### THE DATA
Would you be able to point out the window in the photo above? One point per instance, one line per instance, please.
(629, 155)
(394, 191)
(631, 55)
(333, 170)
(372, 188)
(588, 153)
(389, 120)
######
Please put the data above into a numbered list, one line per item, leaving out any blank lines.

THE REPLY
1. Would you be able to point out the window in the photo above? One point per instance, one line per instance, please.
2. (629, 155)
3. (394, 191)
4. (631, 55)
5. (333, 170)
6. (372, 188)
7. (588, 153)
8. (389, 120)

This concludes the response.